## GOAL:
Identify each line of the data below that contains the word "sneaker", treating uppercase and lowercase letters as distinct, and copy every such line in full.

::: DATASET CONTENT

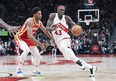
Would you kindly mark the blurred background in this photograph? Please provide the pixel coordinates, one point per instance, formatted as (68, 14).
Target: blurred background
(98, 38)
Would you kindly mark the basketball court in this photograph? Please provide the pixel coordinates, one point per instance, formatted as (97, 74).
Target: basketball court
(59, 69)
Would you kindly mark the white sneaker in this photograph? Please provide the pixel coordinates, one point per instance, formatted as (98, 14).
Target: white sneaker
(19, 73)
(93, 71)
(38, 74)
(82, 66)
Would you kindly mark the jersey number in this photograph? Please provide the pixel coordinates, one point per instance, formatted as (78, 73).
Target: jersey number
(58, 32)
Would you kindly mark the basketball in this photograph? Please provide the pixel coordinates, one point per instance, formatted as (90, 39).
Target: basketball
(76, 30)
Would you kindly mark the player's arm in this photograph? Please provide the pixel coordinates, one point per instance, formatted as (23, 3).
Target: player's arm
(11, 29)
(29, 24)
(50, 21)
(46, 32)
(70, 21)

::::::
::: DATASET CONTENT

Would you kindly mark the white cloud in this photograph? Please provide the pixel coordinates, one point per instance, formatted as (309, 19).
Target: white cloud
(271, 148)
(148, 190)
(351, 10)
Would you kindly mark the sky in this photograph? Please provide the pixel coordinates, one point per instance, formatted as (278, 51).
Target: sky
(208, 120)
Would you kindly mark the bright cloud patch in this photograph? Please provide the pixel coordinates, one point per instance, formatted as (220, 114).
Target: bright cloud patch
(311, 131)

::::::

## RESPONSE TO THE TASK:
Would you kindly mark the white sneaker in this photograph? Please provide the pixel coordinates, one point per instance, formatted as (98, 14).
Target: white sneaker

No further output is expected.